## START Records for processing

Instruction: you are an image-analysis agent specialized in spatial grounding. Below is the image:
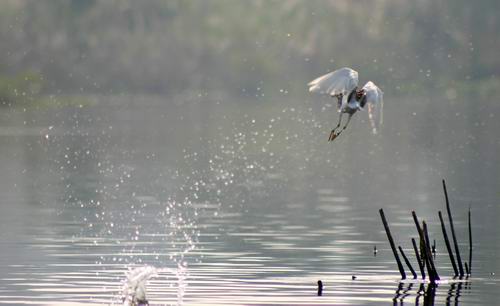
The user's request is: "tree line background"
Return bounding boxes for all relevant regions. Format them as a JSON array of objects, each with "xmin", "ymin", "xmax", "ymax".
[{"xmin": 0, "ymin": 0, "xmax": 500, "ymax": 100}]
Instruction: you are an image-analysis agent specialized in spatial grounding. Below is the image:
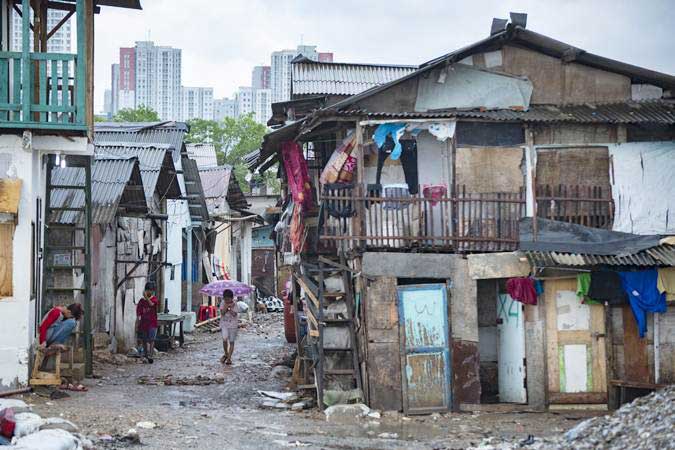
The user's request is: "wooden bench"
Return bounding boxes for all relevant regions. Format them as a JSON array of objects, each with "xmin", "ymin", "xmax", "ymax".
[{"xmin": 609, "ymin": 380, "xmax": 667, "ymax": 409}]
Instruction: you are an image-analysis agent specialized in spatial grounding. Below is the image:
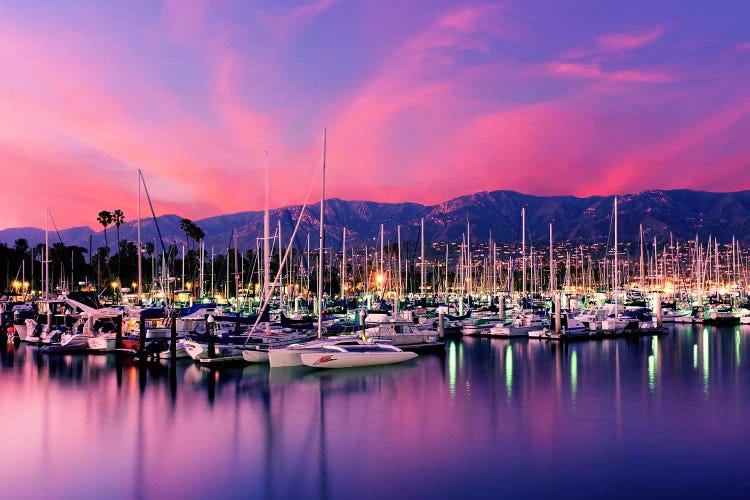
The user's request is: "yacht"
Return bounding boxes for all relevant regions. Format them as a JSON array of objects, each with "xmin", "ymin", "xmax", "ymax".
[
  {"xmin": 300, "ymin": 343, "xmax": 417, "ymax": 368},
  {"xmin": 365, "ymin": 321, "xmax": 445, "ymax": 351}
]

## END Records for processing

Exercise ▸
Put every line above into a Markdown table with two columns, No. for the row number and Line for the text, and skip any blank lines. Leave the pictures out.

Correct result ▸
| No. | Line |
|---|---|
| 1 | Instruction: you are an image-analysis agent specialized in spatial grounding. Below is the image: |
| 2 | The user's request is: "tree line background" |
| 3 | Return bounding boxes for all relevant regions. Format them as a JSON array of objects, each with "xmin", "ymin", "xmax", "ymax". |
| 4 | [{"xmin": 0, "ymin": 0, "xmax": 500, "ymax": 100}] |
| 5 | Instruction: you are an image-analysis agent specialized in spatial grounding. Below is the image: |
| 6 | The user's request is: "wooden bench" |
| 7 | Return bounding boxes for all relevant regions. Format them as a JSON array of objects, each with "xmin", "ymin", "xmax", "ymax". |
| 8 | [{"xmin": 609, "ymin": 380, "xmax": 667, "ymax": 409}] |
| 9 | Instruction: you are an image-analysis agent specialized in spatial grounding. Below is the image: |
| 10 | The user's request is: "yacht" |
| 11 | Return bounding boxes for all relevant regions. Format them as a JSON array of objects, each with "xmin", "ymin", "xmax", "ymax". |
| 12 | [ |
| 13 |   {"xmin": 300, "ymin": 343, "xmax": 417, "ymax": 368}, |
| 14 |   {"xmin": 365, "ymin": 321, "xmax": 445, "ymax": 351} |
| 15 | ] |